● **REQUIRED TASKS**:
A. Decide whether each statement agrees with the code below. Answer yes or no for each, and quote the exact words of the code that settle it.
(i) The CollectionUpdater struct derives Default.
(ii) A transient error is logged as a warning.
(iii) When an operation succeeds, it is removed from failed_operation if it failed before.
B. Answer these questions on the code below.
(i) Which lock type is imported from parking_lot?
(ii) What type does the op_num parameter have?
(iii) What message is logged when an error is not transient?

● **QUOTED TEXT**:
|---|
Gouzi Mohaled
Ajout du dossier lib
84d2a97
use parking_lot::RwLock;
use segment::types::SeqNumberType;
use crate::collection_manager::holders::segment_holder::SegmentHolder;
use crate::collection_manager::segments_updater::*;
use crate::operations::types::CollectionResult;
use crate::operations::CollectionUpdateOperations;
/// Implementation of the update operation
#[derive(Default)]
pub struct CollectionUpdater {}
impl CollectionUpdater {
fn handle_update_result(
segments: &RwLock<SegmentHolder>,
op_num: SeqNumberType,
operation_result: &CollectionResult<usize>,
) {
match operation_result {
Ok(_) => {
if !segments.read().failed_operation.is_empty() {
// If this operation failed before, remove it because it got fixed now
segments.write().failed_operation.remove(&op_num);
}
}
Err(collection_error) => {
if collection_error.is_transient() {
let mut write_segments = segments.write();
write_segments.failed_operation.insert(op_num);
log::error!("Update operation failed: {}", collection_error)
} else {
log::warn!("Update operation declined: {}", collection_error)
|---|
● **DATA LINES**:
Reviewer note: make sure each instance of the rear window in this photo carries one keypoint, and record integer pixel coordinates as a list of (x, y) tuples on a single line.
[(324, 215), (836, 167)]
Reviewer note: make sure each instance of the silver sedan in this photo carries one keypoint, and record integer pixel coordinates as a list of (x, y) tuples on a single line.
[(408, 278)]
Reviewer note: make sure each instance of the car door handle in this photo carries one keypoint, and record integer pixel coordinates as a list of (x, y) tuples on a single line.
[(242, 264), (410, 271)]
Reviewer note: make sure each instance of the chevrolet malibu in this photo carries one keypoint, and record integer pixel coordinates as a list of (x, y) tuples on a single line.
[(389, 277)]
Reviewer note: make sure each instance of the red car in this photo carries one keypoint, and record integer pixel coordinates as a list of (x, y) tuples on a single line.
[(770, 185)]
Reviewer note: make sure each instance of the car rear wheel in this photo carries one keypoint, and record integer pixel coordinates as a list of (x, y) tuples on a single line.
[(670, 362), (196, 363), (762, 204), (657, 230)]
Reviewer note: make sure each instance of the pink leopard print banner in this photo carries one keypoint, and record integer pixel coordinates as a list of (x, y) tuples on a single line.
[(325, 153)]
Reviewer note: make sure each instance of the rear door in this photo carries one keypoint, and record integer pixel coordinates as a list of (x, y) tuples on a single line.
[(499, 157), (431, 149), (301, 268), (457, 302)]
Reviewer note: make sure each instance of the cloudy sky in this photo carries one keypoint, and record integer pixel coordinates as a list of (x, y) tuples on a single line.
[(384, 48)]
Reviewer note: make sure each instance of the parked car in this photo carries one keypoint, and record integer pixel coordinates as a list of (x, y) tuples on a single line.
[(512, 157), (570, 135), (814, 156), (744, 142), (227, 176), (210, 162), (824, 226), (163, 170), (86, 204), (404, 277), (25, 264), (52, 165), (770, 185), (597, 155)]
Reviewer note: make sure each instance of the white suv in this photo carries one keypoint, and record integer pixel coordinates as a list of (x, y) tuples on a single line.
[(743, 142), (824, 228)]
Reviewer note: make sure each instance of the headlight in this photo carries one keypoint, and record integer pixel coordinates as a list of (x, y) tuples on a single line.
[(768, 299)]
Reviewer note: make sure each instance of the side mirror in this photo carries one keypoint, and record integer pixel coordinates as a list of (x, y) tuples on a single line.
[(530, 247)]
|---|
● **ANSWERS FOR THE TASKS**:
A.
(i) Yes: "#[derive(Default)]"
(ii) No: "log::error!("Update operation failed: {}", collection_error)"
(iii) Yes: "segments.write().failed_operation.remove(&op_num);"

B.
(i) RwLock
(ii) SeqNumberType
(iii) "Update operation declined: {}"